> _Records for the task_:
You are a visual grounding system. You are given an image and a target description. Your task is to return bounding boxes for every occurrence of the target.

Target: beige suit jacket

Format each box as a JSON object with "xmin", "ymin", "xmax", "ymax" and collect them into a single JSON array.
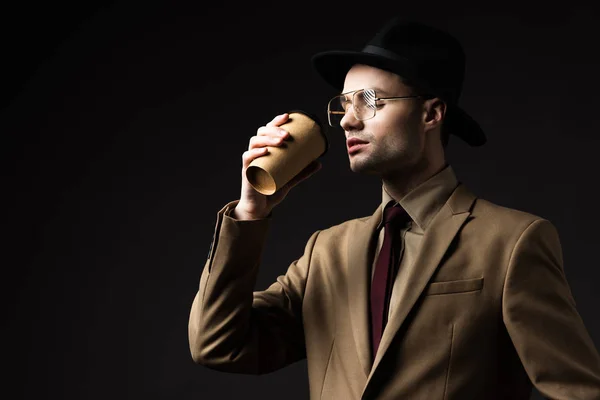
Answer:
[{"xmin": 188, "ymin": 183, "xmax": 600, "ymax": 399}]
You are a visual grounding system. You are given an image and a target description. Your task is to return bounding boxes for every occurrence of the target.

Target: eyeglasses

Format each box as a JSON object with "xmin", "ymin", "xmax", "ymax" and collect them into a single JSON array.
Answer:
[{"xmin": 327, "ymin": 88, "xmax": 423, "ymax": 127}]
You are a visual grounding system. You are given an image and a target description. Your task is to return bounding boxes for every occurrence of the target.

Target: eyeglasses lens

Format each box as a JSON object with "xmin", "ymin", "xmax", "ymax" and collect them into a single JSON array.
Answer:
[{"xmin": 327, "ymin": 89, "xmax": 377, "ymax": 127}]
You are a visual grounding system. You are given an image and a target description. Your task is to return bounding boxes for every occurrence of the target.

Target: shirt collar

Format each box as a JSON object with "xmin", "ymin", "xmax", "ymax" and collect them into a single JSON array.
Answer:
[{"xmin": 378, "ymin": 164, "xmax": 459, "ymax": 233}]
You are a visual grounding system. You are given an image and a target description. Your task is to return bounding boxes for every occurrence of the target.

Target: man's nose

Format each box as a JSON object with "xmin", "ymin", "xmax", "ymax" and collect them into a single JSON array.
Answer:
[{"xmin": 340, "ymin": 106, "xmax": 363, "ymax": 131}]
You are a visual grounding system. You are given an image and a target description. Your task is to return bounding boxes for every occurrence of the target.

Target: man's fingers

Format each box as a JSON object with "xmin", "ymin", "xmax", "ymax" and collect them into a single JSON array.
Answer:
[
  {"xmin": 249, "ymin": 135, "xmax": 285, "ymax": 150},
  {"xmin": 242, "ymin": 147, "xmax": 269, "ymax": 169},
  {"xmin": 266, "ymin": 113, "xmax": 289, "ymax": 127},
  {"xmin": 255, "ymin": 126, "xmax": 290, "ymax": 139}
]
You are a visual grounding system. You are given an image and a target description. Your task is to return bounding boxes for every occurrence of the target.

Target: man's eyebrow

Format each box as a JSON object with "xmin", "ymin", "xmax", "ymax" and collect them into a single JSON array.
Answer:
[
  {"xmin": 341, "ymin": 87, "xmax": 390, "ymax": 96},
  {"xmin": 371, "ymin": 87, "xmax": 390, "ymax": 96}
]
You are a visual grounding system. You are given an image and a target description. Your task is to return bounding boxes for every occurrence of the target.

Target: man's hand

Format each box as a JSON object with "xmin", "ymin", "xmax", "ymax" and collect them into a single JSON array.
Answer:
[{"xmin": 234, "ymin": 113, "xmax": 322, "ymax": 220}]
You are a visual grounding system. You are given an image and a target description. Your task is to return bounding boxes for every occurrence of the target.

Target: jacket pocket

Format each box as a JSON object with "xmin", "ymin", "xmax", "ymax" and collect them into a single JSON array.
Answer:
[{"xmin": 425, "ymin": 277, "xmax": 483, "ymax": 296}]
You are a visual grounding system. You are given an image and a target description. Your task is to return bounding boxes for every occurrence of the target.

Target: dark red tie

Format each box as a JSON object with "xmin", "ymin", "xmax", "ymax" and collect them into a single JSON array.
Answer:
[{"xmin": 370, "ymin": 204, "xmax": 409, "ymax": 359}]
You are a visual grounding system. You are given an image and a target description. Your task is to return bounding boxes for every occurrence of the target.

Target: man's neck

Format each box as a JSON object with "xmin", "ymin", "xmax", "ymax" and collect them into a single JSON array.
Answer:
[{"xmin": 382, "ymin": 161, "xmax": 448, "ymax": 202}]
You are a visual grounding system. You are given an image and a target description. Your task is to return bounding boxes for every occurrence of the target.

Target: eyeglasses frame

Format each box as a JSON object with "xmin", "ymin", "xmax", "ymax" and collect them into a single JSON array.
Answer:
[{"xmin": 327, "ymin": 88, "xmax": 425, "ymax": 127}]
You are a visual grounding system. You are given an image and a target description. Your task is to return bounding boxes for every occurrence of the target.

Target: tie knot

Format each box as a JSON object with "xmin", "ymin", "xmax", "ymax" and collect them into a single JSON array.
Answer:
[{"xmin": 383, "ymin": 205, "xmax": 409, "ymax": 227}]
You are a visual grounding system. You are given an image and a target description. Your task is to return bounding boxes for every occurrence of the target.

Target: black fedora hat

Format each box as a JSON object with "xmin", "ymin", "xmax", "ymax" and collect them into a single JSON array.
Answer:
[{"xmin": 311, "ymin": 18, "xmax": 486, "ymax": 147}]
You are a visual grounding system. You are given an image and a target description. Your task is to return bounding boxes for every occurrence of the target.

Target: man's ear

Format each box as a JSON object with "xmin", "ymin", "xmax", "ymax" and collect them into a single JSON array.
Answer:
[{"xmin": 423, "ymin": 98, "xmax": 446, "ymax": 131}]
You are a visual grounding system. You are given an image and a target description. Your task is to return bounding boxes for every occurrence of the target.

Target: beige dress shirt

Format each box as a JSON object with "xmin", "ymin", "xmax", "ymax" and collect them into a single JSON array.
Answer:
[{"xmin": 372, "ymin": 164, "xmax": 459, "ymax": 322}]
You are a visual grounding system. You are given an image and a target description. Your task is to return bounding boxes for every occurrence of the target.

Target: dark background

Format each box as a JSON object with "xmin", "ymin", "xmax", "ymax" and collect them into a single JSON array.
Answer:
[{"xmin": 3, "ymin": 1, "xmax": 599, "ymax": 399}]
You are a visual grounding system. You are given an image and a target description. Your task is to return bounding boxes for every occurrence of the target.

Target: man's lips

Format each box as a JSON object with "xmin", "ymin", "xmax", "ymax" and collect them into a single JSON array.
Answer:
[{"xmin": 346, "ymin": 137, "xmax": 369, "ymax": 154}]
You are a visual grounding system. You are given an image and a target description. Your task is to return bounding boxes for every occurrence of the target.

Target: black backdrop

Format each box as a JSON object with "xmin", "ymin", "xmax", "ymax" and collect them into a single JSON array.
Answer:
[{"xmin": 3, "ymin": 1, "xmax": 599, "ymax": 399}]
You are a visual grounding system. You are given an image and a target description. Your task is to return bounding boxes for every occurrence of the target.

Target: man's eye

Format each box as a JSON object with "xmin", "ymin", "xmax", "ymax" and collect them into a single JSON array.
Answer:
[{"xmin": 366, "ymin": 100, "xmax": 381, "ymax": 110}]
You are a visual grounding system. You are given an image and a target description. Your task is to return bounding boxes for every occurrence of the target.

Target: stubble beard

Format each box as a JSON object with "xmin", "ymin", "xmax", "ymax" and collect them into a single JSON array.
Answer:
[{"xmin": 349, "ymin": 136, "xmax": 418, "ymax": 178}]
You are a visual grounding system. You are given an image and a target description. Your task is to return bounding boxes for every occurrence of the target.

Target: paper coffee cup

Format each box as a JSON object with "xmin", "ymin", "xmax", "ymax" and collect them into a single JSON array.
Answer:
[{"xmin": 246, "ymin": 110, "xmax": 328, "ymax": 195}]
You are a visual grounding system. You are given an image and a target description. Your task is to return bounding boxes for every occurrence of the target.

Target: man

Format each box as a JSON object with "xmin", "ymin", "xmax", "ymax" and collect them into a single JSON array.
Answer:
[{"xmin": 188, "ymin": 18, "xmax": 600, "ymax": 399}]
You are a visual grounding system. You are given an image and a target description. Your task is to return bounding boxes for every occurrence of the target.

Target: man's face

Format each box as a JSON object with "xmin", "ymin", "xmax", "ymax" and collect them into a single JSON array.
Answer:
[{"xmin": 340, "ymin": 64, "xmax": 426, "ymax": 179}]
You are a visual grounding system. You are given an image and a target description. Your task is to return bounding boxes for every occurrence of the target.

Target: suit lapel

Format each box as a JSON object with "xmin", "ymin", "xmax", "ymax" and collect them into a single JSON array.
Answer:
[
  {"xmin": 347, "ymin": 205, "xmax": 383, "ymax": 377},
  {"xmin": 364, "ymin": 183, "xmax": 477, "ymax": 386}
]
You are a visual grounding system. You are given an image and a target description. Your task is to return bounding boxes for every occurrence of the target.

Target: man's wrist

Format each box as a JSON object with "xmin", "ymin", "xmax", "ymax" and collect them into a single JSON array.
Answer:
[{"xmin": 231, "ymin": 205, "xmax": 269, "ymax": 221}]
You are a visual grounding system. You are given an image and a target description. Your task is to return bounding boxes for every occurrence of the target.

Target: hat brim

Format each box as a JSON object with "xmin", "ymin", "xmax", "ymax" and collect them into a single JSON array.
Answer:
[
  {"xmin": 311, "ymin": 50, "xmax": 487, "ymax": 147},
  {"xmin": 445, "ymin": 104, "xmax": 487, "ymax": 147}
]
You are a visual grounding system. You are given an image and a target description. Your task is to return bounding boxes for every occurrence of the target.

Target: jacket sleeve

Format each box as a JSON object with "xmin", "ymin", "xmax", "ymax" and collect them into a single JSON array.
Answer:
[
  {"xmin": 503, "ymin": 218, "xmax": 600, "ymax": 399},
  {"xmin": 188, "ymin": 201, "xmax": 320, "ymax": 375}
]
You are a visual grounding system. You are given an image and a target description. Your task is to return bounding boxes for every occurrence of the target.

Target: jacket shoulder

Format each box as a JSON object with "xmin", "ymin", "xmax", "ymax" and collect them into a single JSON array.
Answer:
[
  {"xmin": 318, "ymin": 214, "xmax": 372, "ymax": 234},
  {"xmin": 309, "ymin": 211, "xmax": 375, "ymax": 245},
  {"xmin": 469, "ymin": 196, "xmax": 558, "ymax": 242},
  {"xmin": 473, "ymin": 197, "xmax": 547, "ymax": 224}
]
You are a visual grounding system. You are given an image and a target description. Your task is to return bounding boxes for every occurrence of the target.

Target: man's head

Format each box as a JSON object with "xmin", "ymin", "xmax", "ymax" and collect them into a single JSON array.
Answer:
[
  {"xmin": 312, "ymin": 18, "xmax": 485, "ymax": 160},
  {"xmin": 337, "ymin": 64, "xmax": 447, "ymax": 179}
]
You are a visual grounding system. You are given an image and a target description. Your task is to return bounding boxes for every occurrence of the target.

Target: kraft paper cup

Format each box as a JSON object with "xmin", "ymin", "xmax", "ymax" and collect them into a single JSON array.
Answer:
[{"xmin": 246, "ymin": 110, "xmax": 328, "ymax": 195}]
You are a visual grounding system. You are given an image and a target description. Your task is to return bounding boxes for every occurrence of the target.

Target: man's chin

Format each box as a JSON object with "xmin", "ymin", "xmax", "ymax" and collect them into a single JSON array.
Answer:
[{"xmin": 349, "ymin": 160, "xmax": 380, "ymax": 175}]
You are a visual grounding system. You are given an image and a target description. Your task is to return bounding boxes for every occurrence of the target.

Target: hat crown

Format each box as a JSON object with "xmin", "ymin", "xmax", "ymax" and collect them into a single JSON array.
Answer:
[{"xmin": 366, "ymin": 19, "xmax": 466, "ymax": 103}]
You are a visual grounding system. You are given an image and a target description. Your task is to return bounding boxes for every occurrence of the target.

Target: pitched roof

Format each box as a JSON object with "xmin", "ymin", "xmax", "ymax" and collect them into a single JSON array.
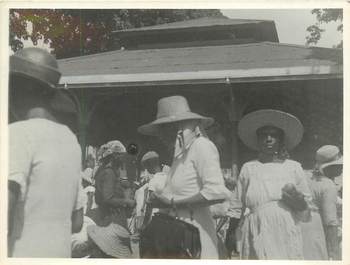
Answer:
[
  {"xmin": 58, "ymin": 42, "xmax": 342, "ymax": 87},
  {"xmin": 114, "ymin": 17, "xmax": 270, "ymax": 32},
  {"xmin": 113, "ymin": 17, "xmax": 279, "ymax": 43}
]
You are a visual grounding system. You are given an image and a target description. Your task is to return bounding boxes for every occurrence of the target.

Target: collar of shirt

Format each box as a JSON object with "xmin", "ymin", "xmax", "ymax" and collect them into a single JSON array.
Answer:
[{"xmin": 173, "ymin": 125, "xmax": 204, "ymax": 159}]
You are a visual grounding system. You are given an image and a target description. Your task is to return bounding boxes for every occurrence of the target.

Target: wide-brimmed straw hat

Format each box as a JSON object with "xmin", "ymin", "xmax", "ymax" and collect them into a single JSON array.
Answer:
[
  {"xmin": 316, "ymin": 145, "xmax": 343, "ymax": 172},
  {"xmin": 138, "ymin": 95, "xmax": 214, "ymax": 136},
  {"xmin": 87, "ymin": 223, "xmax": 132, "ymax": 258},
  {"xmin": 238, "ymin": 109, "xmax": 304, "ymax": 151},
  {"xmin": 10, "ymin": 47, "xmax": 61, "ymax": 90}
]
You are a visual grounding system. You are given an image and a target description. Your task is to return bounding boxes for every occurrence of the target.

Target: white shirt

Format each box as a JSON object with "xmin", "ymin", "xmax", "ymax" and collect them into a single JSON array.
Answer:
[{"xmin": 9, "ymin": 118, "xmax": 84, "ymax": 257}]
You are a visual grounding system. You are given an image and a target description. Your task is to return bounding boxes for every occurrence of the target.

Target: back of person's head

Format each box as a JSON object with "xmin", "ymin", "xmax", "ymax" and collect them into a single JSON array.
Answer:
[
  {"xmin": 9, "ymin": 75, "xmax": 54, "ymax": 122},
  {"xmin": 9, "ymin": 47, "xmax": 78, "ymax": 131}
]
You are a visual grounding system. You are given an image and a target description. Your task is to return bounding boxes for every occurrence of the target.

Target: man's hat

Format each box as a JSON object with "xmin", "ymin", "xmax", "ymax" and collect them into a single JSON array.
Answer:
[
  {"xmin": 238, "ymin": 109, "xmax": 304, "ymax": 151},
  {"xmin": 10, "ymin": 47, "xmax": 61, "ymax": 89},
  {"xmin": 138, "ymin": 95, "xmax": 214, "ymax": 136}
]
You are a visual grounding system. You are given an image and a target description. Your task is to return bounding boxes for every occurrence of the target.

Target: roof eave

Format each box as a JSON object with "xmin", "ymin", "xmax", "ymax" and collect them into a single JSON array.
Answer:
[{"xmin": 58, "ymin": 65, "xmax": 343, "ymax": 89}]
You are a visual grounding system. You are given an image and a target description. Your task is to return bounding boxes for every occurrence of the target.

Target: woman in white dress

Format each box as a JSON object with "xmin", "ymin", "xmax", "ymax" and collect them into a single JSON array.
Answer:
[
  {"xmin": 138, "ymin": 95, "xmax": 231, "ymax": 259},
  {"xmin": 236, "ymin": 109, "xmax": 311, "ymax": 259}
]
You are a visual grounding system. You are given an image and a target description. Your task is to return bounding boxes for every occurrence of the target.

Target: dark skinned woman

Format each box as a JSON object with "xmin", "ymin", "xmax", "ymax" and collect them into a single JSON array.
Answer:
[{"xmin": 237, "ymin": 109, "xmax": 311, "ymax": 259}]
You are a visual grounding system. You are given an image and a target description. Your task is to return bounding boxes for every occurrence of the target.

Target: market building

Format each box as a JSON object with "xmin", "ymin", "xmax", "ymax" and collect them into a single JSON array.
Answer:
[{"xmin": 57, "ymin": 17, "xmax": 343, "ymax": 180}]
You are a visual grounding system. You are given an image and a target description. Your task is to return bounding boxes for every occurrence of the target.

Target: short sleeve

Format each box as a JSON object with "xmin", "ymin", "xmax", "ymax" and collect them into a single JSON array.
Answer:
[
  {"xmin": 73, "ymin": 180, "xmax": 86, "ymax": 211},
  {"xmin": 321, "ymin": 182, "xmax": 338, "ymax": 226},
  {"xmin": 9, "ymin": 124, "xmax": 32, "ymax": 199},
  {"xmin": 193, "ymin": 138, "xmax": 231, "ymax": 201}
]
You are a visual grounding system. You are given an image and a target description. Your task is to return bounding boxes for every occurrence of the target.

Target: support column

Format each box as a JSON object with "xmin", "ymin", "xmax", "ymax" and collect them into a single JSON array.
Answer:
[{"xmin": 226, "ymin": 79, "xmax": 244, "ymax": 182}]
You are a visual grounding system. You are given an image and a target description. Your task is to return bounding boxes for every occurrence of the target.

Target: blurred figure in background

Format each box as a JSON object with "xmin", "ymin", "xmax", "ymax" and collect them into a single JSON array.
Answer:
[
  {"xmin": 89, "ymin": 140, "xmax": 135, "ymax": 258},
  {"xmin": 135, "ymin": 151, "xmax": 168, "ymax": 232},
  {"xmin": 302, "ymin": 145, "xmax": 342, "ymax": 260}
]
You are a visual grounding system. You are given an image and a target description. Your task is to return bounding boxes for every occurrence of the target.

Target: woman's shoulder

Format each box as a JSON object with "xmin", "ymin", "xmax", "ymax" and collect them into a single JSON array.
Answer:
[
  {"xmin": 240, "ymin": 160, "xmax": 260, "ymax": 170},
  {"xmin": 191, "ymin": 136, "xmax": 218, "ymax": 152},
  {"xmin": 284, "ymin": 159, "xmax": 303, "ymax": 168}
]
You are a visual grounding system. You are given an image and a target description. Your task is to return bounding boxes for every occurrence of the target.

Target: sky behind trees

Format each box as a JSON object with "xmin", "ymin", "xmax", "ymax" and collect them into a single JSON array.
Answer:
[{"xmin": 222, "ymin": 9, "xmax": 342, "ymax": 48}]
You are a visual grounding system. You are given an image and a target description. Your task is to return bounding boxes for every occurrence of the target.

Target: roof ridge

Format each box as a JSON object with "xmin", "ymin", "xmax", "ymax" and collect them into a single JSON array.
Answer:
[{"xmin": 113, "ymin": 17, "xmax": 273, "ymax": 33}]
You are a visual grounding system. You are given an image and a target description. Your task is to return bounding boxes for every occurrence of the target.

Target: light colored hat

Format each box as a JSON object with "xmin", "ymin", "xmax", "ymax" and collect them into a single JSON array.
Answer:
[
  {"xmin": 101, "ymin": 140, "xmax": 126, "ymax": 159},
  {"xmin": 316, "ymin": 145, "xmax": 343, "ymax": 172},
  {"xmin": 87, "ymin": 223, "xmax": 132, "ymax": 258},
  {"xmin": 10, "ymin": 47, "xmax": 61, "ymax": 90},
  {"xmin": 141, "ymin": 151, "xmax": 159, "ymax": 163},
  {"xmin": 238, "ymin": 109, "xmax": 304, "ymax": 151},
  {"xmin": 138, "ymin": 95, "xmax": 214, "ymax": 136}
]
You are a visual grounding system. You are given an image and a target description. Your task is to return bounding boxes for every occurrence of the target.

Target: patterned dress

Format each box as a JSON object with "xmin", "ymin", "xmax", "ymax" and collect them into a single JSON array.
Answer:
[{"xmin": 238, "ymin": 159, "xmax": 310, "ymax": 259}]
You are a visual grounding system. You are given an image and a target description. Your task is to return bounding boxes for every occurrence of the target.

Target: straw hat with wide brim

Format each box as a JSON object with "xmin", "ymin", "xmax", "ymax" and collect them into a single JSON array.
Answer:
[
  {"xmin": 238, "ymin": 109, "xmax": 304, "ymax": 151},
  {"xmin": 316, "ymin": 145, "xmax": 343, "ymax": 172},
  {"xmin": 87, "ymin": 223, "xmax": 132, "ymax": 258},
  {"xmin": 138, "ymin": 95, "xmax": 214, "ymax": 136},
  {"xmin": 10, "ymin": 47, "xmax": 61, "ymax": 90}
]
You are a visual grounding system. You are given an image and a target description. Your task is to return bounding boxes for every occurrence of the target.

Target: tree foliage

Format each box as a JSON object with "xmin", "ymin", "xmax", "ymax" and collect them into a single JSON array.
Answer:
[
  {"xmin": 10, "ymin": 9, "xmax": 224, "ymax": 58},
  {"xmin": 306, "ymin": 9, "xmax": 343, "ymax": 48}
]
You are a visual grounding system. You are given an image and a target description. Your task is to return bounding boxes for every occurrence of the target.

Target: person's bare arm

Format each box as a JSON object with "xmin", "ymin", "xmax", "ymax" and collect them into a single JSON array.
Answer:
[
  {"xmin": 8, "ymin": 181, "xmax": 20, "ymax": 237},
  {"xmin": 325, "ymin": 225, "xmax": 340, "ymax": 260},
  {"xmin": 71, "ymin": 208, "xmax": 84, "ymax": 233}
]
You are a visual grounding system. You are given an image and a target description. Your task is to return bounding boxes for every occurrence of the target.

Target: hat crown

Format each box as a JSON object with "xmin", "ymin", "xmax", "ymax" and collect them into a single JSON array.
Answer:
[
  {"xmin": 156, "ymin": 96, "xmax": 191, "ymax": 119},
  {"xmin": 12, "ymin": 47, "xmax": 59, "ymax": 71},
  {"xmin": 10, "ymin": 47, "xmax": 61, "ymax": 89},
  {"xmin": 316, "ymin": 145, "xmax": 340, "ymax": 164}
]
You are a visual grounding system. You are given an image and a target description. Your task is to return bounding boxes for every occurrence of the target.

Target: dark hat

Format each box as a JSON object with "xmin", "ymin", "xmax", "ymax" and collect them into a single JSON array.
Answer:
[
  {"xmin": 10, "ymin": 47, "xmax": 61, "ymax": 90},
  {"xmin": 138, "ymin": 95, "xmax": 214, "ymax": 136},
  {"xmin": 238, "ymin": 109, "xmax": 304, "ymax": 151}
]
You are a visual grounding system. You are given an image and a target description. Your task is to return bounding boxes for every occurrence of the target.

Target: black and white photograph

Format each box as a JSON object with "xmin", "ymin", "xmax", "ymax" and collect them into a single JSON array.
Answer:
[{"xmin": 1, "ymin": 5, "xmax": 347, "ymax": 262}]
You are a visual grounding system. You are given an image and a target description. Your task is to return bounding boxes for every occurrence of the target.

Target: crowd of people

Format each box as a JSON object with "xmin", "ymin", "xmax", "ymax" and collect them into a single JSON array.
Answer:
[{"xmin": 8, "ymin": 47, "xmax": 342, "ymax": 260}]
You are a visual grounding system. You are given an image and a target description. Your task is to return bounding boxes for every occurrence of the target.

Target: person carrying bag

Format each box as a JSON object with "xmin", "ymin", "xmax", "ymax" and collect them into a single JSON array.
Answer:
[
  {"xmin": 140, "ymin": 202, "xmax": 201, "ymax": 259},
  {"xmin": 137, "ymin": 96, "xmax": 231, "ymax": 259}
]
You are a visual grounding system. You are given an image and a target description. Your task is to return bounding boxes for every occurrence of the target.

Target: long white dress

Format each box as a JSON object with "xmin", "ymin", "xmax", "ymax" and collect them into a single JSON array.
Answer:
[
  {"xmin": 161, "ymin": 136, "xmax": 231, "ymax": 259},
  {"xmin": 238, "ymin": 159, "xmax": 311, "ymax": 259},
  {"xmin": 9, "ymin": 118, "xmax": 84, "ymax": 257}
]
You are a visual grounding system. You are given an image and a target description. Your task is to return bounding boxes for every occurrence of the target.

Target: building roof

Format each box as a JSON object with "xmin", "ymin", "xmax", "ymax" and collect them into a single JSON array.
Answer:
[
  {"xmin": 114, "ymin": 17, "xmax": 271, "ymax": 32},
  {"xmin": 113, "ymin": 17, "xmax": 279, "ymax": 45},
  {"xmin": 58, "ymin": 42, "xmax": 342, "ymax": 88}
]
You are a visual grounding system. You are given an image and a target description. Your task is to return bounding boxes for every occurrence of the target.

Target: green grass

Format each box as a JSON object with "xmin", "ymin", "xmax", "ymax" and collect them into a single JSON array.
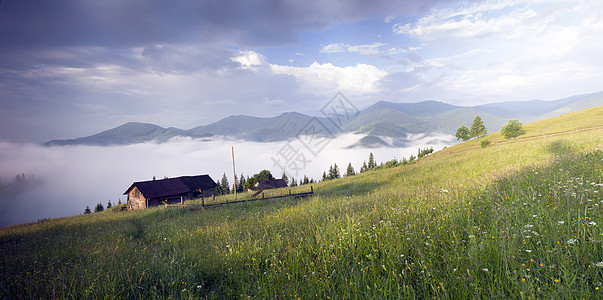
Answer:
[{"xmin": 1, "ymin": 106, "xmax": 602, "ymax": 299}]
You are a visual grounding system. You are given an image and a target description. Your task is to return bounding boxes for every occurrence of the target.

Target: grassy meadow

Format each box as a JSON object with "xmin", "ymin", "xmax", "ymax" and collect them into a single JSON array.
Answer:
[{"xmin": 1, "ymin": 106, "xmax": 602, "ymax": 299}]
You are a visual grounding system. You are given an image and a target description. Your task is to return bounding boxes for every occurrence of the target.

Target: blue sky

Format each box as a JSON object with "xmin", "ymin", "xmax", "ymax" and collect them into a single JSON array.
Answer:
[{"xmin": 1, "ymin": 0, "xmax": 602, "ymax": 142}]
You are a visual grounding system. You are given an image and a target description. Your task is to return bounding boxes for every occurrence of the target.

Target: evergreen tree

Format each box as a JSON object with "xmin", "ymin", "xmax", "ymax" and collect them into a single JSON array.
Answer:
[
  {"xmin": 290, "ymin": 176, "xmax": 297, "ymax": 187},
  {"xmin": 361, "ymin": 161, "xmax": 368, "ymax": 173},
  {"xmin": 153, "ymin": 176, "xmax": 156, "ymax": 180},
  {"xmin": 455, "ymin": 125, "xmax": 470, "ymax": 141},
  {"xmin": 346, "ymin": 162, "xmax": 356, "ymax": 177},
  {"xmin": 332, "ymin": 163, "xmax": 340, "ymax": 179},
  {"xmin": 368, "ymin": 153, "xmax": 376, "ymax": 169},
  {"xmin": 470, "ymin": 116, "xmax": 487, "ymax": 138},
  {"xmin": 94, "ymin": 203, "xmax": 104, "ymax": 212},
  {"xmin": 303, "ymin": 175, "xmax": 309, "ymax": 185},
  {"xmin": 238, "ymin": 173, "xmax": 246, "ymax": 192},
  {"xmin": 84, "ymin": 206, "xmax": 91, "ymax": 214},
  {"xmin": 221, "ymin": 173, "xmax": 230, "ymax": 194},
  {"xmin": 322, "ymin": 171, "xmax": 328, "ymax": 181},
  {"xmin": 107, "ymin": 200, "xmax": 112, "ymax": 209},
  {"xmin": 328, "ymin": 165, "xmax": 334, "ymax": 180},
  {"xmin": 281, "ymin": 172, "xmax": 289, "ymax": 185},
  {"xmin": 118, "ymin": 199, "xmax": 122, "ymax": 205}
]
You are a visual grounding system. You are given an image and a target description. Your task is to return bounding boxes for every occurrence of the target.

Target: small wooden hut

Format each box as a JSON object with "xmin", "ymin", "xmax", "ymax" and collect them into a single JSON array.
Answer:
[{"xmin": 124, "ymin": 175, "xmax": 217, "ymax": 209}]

> _What is needed_:
Which lines of the listing above hold the word "background"? Copy each of them.

> _Reply to the exercise_:
Target: dark background
Target: blurred figure in background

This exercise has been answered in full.